PROMPT -
Revise the rows from the line containing "Task: annotate each instance of the black jacket" through the line containing "x=477 y=232", replacing "sleeve" with "cuff" and leaving everything else unchanged. Reproduce only those lines.

--- ENTRIES ---

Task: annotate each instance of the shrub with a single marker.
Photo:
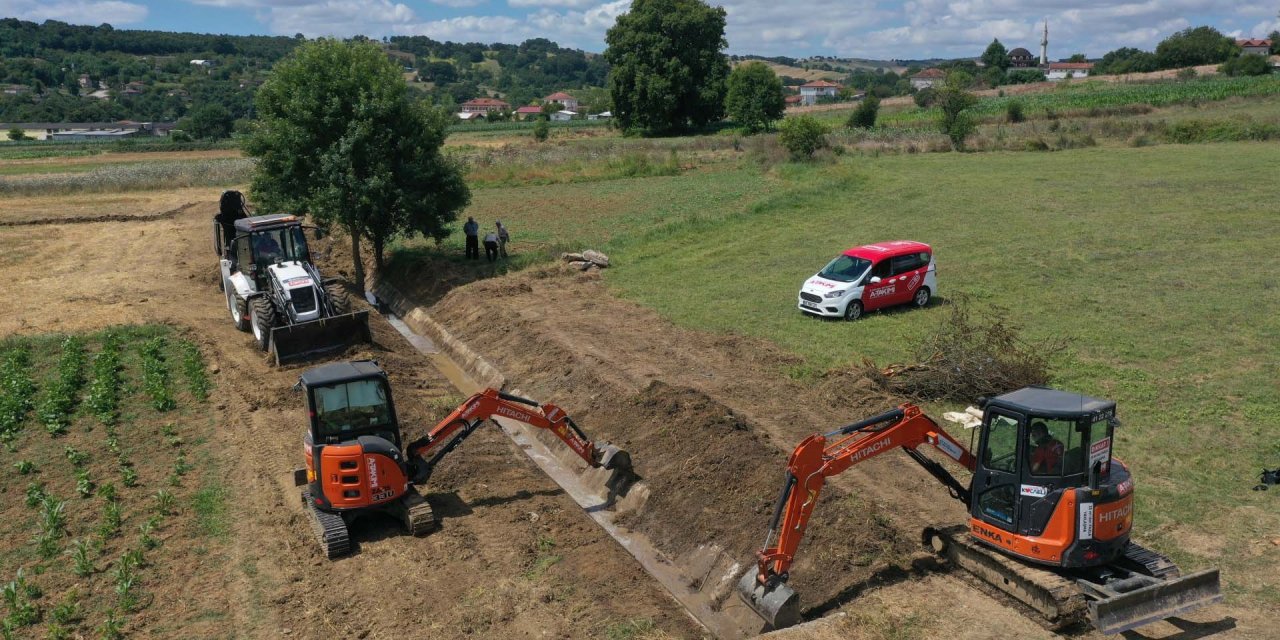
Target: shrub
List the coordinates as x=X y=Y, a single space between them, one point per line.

---
--- ENTRIES ---

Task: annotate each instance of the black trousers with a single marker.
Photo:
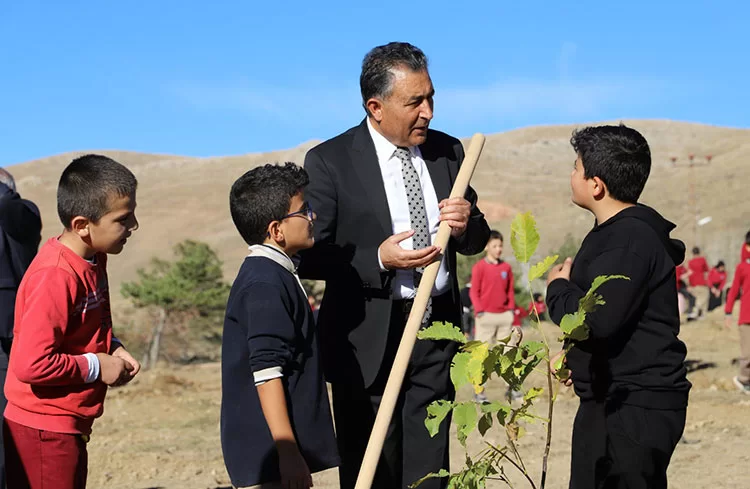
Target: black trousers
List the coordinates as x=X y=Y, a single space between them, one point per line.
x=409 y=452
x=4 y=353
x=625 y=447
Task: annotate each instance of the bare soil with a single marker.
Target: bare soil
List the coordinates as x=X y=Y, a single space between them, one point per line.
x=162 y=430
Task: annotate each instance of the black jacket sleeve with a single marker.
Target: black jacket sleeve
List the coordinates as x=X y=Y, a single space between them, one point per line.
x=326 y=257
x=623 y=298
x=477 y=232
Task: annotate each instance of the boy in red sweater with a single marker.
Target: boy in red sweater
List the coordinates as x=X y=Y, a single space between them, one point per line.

---
--- ENTRIES ---

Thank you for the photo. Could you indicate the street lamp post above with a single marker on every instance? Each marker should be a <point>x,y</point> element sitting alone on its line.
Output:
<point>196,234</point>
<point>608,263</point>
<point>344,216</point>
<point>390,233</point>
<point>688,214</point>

---

OUTPUT FOR THIS TASK -
Task: annotate each instance of the black jacket cuff with a single marker.
Target: black jacket cuff
List the coordinates as x=X y=Y, a single space between them, one point per line.
x=326 y=257
x=623 y=298
x=477 y=232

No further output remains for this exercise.